● Given text
————

Reda Abdel Rahman, 2010
Reda Abdel Rahman, 2010
All through the first half of the 20th century, it turns out, ancient Egypt is central to the nationalist renaissance being prophesied or planned. That particular zaman is the source, the proof that there is more to Egypt than its current sorry state. It was so popular at one point that even Naguib Mahfouz (1911-2006) – the quintessential Arab novelist ­– started his career with a translation of Ancient Egypt (1912) by the Reverend James Baikie (1866-1931), a Scottish priest, armchair archaeologist and prolific writer of popular books on subjects such as astronomy and Atlantis. In his first three novels (written between 1939 and 1944), Mahfouz courted pharaonic revivalism before realizing it wasn’t catching on. And, even before he produced the celebrated Trilogy (1956-1957), it was with novels set in contemporary Cairo that he made his name.
Still, savants like the dramatist Tawfiq Al Hakim (1898-1987) consistently evoked the idea of ancient Egypt as a model for revival. As a young man Al Hakim was torn between respectable society – the legal profession of his father, which he naturally inherited – and love of street characters and popular performance. After failing to complete his PhD in Paris, where he spent three years as a flaneur, too immersed in art and theatre to sustain an interest, he came back to work as a public prosecutor and eventually a kind of public intellectual, writing frequently and prolifically in every genre until his death at 89. Al Hakim sought to reconcile his two conflicting loyalties by creating a serious or literary theatre in Arabic, becoming the first Arab author to devote himself to drama and produce plays in the classical tongue. In a sense he too demonstrates the barra-zaman requirement, drawing on a European education to revive and broaden the scope of an age-old literary tradition that had never included drama.[1]
Along with the majority of Egyptians, Al Hakim had been a supporter of the nationalist statesman Saad Zaghloul (1859-1927), a provincially – baladi – rooted lawyer and career politician who, initially by marrying the daughter of Prime Minister Mustafa Fahmi (1840-1914), grew close to the British man in charge, Major Evelyn Baring – better known by the seat of his earldom as Lord Cromer (1814-1917) – rising in the ranks until his relations with the British came to a head following the end of the Great War. In 1919 he led a nationalist delegation – or wafd, hence the Wafd Party, the most popular and powerful national political force through the 1930s – to the Paris Peace Conference demanding independence from Britain. When he was exiled as a result, the whole country rose up against the British, forcing them to bring him back.
So it goes. As a young man Al Hakim personally witnesses the anti-British demonstrations, and his first major work, the 1933 novel Return of the Spirit, is written in the optimistic spirit of the revolution. Stating that the Egyptian people lack only “an idol… that man from among them who embodies all their emotions and hopes… to work miracles,” Return of the Spirit personally inspires Nasser to become that very idol.[2]
The Arabic word I translate as “idol”, al maʿbūd, is literally “the worshipped one”. Though Al Hakim later recanted his support for Nasser, critiquing the Nasserist era in The Return of Consciousness (1972), throughout Nasser’s life he was a repeatedly decorated friend of the idol’s and the acknowledged Godfather of the Revolution.

————

● Listing
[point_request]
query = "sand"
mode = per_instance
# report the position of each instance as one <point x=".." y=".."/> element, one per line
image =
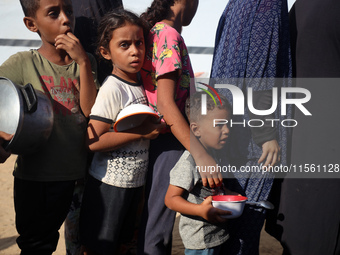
<point x="8" y="234"/>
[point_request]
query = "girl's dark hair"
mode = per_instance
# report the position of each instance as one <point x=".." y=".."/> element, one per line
<point x="113" y="20"/>
<point x="158" y="11"/>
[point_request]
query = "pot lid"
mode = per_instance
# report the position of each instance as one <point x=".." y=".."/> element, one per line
<point x="9" y="106"/>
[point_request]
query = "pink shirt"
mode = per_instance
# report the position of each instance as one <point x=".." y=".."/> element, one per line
<point x="166" y="52"/>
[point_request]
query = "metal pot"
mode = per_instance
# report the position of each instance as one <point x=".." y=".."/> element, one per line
<point x="26" y="113"/>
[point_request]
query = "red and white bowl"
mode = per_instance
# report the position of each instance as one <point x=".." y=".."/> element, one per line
<point x="133" y="116"/>
<point x="234" y="204"/>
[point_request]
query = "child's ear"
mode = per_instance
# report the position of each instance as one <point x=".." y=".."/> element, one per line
<point x="105" y="53"/>
<point x="195" y="129"/>
<point x="30" y="24"/>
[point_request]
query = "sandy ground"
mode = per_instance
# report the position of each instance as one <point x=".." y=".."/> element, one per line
<point x="8" y="234"/>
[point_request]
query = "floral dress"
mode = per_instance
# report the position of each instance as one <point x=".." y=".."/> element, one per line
<point x="166" y="53"/>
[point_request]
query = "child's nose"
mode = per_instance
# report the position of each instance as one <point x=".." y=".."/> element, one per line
<point x="134" y="49"/>
<point x="225" y="129"/>
<point x="65" y="18"/>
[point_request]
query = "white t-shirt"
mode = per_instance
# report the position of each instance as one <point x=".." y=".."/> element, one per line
<point x="125" y="167"/>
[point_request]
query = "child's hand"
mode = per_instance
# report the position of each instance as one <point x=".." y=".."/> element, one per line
<point x="209" y="172"/>
<point x="149" y="129"/>
<point x="211" y="213"/>
<point x="271" y="153"/>
<point x="71" y="44"/>
<point x="4" y="154"/>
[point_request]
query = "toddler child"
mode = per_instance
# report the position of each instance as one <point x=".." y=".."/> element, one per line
<point x="202" y="227"/>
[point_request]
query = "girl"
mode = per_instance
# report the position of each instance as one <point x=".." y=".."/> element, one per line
<point x="118" y="169"/>
<point x="166" y="75"/>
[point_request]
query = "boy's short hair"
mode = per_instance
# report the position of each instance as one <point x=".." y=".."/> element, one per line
<point x="30" y="7"/>
<point x="193" y="105"/>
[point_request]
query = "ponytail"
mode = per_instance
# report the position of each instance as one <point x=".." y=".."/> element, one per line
<point x="158" y="11"/>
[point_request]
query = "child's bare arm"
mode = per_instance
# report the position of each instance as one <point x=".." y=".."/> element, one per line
<point x="174" y="201"/>
<point x="88" y="90"/>
<point x="99" y="137"/>
<point x="4" y="154"/>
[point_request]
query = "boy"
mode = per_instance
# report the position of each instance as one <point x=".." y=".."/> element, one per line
<point x="44" y="180"/>
<point x="186" y="192"/>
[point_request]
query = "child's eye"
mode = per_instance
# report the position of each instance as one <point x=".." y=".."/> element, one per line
<point x="69" y="12"/>
<point x="139" y="43"/>
<point x="53" y="14"/>
<point x="124" y="45"/>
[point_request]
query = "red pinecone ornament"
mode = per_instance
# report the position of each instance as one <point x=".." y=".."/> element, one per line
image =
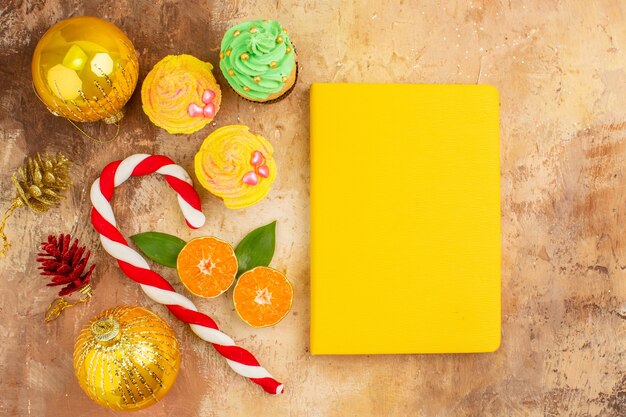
<point x="65" y="264"/>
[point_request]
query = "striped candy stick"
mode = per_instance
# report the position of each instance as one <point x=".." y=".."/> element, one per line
<point x="153" y="284"/>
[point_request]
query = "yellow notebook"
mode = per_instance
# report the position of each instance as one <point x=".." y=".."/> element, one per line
<point x="405" y="219"/>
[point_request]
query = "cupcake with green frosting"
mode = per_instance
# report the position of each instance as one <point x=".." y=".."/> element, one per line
<point x="259" y="61"/>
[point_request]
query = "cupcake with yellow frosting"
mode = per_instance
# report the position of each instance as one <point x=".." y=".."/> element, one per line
<point x="180" y="94"/>
<point x="259" y="61"/>
<point x="236" y="166"/>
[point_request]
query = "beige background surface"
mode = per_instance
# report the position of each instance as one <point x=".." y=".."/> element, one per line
<point x="560" y="70"/>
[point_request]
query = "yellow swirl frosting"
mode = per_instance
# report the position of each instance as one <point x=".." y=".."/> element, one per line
<point x="180" y="94"/>
<point x="236" y="165"/>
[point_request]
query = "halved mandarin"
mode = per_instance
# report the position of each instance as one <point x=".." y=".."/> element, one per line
<point x="262" y="296"/>
<point x="207" y="266"/>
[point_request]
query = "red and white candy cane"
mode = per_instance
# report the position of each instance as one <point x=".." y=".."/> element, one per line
<point x="153" y="284"/>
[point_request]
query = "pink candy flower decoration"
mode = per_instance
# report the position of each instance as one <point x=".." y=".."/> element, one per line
<point x="208" y="110"/>
<point x="259" y="169"/>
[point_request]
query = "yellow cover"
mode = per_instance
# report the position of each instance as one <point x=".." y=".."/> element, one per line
<point x="405" y="219"/>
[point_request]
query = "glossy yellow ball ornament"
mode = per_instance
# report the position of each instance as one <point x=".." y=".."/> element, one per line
<point x="126" y="358"/>
<point x="85" y="69"/>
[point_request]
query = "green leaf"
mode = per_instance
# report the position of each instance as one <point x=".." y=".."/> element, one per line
<point x="257" y="248"/>
<point x="160" y="247"/>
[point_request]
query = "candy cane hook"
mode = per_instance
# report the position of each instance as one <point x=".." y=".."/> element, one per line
<point x="153" y="284"/>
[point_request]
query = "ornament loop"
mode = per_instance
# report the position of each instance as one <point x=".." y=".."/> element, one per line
<point x="59" y="304"/>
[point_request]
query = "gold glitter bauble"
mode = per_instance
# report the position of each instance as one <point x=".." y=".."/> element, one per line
<point x="85" y="69"/>
<point x="126" y="358"/>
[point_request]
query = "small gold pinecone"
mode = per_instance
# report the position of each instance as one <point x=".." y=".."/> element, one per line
<point x="42" y="180"/>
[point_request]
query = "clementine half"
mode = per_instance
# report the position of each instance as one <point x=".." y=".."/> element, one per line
<point x="207" y="266"/>
<point x="262" y="296"/>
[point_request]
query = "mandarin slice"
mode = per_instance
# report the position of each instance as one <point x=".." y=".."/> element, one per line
<point x="262" y="296"/>
<point x="207" y="266"/>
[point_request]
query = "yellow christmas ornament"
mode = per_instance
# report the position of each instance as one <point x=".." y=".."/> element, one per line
<point x="85" y="69"/>
<point x="126" y="358"/>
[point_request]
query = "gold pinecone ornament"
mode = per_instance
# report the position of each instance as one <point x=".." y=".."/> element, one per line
<point x="39" y="184"/>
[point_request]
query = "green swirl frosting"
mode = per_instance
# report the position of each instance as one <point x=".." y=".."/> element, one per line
<point x="257" y="58"/>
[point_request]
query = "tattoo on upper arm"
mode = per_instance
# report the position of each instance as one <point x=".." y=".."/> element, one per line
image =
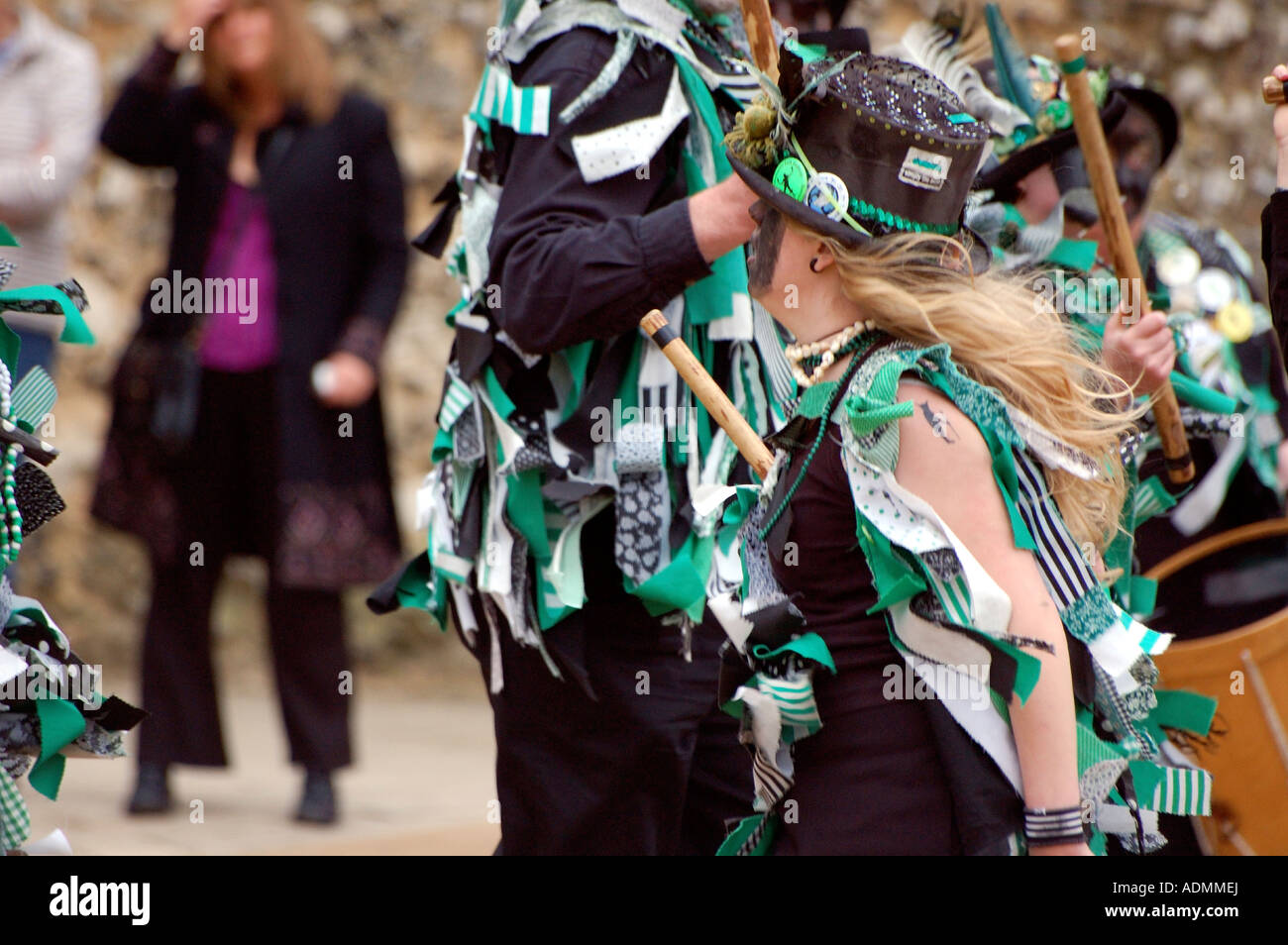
<point x="938" y="424"/>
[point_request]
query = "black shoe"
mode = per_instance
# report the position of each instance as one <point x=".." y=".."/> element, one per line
<point x="317" y="802"/>
<point x="151" y="791"/>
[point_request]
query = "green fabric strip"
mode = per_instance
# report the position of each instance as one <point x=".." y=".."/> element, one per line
<point x="1203" y="398"/>
<point x="682" y="584"/>
<point x="34" y="396"/>
<point x="60" y="724"/>
<point x="806" y="645"/>
<point x="1074" y="254"/>
<point x="524" y="507"/>
<point x="892" y="576"/>
<point x="733" y="843"/>
<point x="75" y="331"/>
<point x="14" y="819"/>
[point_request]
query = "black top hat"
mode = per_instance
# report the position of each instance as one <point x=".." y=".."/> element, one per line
<point x="1157" y="106"/>
<point x="863" y="147"/>
<point x="1051" y="132"/>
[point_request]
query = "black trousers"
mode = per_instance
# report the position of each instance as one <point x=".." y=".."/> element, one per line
<point x="648" y="764"/>
<point x="230" y="484"/>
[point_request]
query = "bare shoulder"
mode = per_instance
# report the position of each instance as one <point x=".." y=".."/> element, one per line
<point x="944" y="460"/>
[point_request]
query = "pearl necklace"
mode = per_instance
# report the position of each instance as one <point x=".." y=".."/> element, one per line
<point x="825" y="351"/>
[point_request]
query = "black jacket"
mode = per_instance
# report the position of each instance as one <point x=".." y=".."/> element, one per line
<point x="335" y="206"/>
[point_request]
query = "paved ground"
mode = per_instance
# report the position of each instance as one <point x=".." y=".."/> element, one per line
<point x="423" y="785"/>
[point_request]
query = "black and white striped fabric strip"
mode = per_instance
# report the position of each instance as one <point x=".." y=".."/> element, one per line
<point x="1063" y="564"/>
<point x="771" y="785"/>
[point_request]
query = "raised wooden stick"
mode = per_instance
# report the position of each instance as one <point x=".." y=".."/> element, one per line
<point x="760" y="35"/>
<point x="1104" y="184"/>
<point x="703" y="385"/>
<point x="1274" y="90"/>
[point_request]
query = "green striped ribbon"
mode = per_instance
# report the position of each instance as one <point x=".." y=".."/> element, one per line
<point x="14" y="819"/>
<point x="34" y="396"/>
<point x="524" y="108"/>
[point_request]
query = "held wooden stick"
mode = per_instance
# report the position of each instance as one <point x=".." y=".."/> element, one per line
<point x="760" y="34"/>
<point x="1104" y="183"/>
<point x="716" y="402"/>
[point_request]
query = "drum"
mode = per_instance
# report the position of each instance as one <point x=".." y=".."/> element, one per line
<point x="1245" y="670"/>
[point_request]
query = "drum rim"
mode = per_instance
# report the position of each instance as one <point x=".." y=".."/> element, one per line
<point x="1184" y="558"/>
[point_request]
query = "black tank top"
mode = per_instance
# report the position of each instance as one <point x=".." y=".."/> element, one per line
<point x="870" y="782"/>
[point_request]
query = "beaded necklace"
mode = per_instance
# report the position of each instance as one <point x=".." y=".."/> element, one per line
<point x="818" y="357"/>
<point x="11" y="531"/>
<point x="863" y="344"/>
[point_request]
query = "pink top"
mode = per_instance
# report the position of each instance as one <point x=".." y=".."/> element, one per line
<point x="240" y="287"/>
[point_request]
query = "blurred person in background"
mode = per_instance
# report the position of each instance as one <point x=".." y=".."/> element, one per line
<point x="256" y="428"/>
<point x="50" y="111"/>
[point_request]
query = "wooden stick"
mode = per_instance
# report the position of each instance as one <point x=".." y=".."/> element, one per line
<point x="702" y="383"/>
<point x="1274" y="91"/>
<point x="1104" y="183"/>
<point x="760" y="34"/>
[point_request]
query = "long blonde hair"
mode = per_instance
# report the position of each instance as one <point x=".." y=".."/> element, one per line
<point x="1008" y="338"/>
<point x="301" y="67"/>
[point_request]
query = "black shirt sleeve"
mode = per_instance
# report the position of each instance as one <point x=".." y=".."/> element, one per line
<point x="579" y="262"/>
<point x="146" y="123"/>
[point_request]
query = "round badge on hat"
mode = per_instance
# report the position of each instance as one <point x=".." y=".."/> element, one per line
<point x="1179" y="266"/>
<point x="1215" y="288"/>
<point x="827" y="193"/>
<point x="1234" y="321"/>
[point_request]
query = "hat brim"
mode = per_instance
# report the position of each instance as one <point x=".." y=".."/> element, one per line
<point x="979" y="252"/>
<point x="1029" y="158"/>
<point x="1160" y="110"/>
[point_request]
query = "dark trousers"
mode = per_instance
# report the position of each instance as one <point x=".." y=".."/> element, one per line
<point x="228" y="496"/>
<point x="649" y="765"/>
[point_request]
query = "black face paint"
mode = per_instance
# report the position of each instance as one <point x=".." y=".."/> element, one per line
<point x="763" y="248"/>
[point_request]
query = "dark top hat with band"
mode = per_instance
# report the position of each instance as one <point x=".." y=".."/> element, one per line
<point x="861" y="147"/>
<point x="1035" y="86"/>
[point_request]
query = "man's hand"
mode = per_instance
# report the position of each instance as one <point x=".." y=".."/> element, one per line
<point x="349" y="380"/>
<point x="720" y="217"/>
<point x="188" y="16"/>
<point x="1280" y="125"/>
<point x="1141" y="353"/>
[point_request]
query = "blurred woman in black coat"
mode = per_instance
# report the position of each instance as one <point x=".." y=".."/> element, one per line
<point x="287" y="258"/>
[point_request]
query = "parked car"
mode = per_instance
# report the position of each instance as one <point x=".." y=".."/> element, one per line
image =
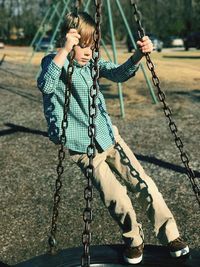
<point x="192" y="40"/>
<point x="157" y="43"/>
<point x="44" y="45"/>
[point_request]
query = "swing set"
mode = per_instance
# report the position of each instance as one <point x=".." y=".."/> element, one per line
<point x="106" y="255"/>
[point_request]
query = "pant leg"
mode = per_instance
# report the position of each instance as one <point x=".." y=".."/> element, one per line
<point x="114" y="196"/>
<point x="125" y="163"/>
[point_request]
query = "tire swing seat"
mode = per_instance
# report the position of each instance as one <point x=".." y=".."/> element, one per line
<point x="111" y="256"/>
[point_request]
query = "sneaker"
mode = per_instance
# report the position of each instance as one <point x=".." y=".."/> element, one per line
<point x="178" y="248"/>
<point x="134" y="255"/>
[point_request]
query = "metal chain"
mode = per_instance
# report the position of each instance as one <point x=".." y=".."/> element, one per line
<point x="63" y="140"/>
<point x="91" y="149"/>
<point x="167" y="111"/>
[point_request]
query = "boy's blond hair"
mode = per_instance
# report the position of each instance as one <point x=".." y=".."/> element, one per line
<point x="86" y="27"/>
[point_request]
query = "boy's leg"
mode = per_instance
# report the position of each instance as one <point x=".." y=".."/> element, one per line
<point x="124" y="162"/>
<point x="114" y="196"/>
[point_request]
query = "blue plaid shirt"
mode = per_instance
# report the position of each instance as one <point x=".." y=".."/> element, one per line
<point x="52" y="84"/>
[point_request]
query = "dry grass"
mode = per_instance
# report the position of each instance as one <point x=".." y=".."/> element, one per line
<point x="28" y="159"/>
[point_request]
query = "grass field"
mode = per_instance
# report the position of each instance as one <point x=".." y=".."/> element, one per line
<point x="28" y="159"/>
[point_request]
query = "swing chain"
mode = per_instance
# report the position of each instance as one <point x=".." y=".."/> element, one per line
<point x="167" y="111"/>
<point x="91" y="149"/>
<point x="61" y="151"/>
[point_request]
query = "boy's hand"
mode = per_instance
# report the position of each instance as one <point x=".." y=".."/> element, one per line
<point x="72" y="38"/>
<point x="145" y="45"/>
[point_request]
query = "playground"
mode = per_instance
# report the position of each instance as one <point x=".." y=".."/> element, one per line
<point x="28" y="159"/>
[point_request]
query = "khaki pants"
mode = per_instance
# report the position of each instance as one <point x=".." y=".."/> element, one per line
<point x="119" y="158"/>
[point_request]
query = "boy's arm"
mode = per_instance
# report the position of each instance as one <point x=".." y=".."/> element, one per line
<point x="49" y="75"/>
<point x="52" y="64"/>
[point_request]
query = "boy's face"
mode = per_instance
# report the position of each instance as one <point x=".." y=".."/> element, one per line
<point x="83" y="55"/>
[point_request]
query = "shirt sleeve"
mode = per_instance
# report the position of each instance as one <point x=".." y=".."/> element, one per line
<point x="115" y="72"/>
<point x="49" y="75"/>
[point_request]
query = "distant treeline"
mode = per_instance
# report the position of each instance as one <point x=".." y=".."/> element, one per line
<point x="20" y="19"/>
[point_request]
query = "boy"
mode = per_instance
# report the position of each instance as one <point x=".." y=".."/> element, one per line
<point x="110" y="145"/>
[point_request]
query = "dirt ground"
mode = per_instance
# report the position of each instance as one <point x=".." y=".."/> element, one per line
<point x="28" y="159"/>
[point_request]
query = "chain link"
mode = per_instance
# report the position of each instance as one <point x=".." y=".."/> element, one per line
<point x="63" y="140"/>
<point x="91" y="150"/>
<point x="167" y="111"/>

————

● Work instructions
According to the passage on ancient Egypt and Egyptian nationalism, what did Naguib Mahfouz start his career with? The listing isn't needed here.

● Full response
A translation of Ancient Egypt (1912) by the Reverend James Baikie.